§ **What you will do**
**1.** List every geographic place (county, state, or city) named in the text on the National Youth Administration and organized labor.
**2.** Answer these questions from the text on the National Youth Administration and organized labor.
(a) Which administration is the National Youth Administration said to be a part of?
(b) In which trades are NYA youth at the San Marcos Resident Project getting vocational experience?
(c) How many union members sit on each local committee that selects youth for the project?
**3.** Extend the text on the National Youth Administration and organized labor, starting after its last sentence.

§ **Text for analysis**
'''
Whereas the National Youth Administration is an agency of the Federal Government and a part of the Works Progress Administration whose purpose is the training and assistance of young Ameri- can citizens so that they may become upright, self-supporting, and self-reliant citizens, and

Whereas the Building Trades Council of Santa Clara County, State of California . . . is vitally interested in promotion of the welfare of youth and of the cause of good citizenship, and Whereas we believe it to be right and proper that young men being assisted by the National Youth Administration should have an opportunity to learn the honorable skilled trades at which we work . . .

Be it resolved that young men now being assisted or that may hereafter be assisted by the National Youth Administration in this county and who may be recommended by said Administration be and they are hereby given permission to be employed as apprentices in the several crafts represented in this building trades council.

In setting up a Resident Project at San Marcos, Texas, where NYA youth are getting vocational experience in the woodwork and metal trades, Mr. Travis J. Lewis, Coordinator for the Fort Worth public schools and labor's representative on the Texas Planning Board, worked out a system by which in each locality two members of unions would sit on a committee with two representatives of industry and one educator to select youth for the project and to advise on the general conduct of the project. In a report Mr. Lewis stated:

"Thoughtful labor union members have been concerned by the number of occu- pational misfits now being accepted for apprenticeship."
'''
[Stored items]
'''
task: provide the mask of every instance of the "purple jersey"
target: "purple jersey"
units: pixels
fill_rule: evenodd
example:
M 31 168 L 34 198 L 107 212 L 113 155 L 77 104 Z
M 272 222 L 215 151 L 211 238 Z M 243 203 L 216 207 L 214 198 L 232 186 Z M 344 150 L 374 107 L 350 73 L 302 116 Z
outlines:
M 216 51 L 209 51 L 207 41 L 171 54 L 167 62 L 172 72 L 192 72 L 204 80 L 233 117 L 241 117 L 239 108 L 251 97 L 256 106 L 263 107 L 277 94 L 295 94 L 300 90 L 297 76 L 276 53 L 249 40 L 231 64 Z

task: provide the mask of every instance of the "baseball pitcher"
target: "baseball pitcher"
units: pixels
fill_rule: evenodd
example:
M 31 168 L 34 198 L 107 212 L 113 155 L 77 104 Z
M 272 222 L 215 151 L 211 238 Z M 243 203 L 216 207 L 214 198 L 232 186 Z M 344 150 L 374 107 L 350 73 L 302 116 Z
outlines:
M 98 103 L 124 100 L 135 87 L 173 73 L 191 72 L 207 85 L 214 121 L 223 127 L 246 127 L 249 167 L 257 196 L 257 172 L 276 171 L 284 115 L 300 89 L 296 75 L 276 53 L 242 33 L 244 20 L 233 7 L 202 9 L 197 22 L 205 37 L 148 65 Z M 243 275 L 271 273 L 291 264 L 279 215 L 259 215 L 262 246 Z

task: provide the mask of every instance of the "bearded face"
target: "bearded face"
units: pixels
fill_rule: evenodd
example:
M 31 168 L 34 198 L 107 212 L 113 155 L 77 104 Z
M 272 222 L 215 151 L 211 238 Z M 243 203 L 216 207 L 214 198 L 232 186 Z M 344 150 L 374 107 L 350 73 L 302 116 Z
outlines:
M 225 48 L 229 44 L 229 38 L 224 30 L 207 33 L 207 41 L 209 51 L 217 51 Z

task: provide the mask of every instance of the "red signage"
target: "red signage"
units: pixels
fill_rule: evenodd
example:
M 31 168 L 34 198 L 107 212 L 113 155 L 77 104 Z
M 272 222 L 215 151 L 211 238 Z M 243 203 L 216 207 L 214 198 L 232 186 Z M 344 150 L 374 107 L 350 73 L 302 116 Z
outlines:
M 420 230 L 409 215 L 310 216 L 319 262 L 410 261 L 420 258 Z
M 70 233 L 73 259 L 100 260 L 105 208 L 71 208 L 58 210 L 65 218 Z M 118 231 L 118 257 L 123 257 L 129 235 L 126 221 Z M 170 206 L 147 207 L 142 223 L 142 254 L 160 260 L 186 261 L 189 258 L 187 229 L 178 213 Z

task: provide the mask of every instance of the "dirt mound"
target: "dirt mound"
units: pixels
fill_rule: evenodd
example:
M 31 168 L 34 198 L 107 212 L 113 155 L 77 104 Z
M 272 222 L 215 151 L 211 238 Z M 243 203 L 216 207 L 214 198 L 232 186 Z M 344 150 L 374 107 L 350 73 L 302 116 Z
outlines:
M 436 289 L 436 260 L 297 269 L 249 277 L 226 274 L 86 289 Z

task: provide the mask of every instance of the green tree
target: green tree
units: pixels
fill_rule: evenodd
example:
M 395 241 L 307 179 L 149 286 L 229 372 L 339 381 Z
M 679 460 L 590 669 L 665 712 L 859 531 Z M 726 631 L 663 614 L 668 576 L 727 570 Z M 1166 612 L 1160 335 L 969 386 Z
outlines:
'''
§ **Exercise responses**
**1.**
Santa Clara County
California
San Marcos
Texas
Fort Worth

**2.**
(a) The Works Progress Administration
(b) The woodwork and metal trades
(c) Two

**3.**
In Atlanta, Georgia, the garment makers' union wrote in their contract with textile mills a clause which states that only NYA workers from a project in power machine operation are to be accepted as apprentices. In Macon, Georgia, the building trades unions advise with NYA supervisors as to the type of work project most desirable from the points of view both of youth and of the possibility of absorption in the various trades.

For example, the painters' union figures that eight more youth can be absorbed during the year into the apprenticeship class. In its project planning NYA co-ordinates the number of youths it employs in this field with the openings which the union has indicated are likely to occur. The preliminary try-out on NYA gives the youth a chance to show his aptitude and the union a chance to judge it.

Organized labor has an important stake in the youth of the country; from them in a short time must come the strength, the patterns, and the leadership for labor. It seems inconceivable that a large group of youth, unemployable because of lack of training and general occupational disintegration, can contribute to the progress of organized labor.

The derelict on the wharf, the sleeper on the park bench, the transient on the road—the youth to whom education and work experience have been alien—cannot add to labor's strength.

Administrative Personnel

The central staff of NYA consists of 25 administrative officials. Mr. Aubrey Williams, Deputy Administrator of WPA, receives no compensation for his special duties as Executive Director of NYA.

Actively in charge under Mr. Williams is Mr. Richard R. Brown, Deputy NYA Administrator. Under Mr. Brown are five regional directors, who spend most of their time in the field, six directors of administrative divisions, and twelve assistants.

Counting all field workers and clerical, stenographic, and custodial employees, the entire national office force consisted of 67 persons in May 1938 and has never exceeded that number by more than four or five.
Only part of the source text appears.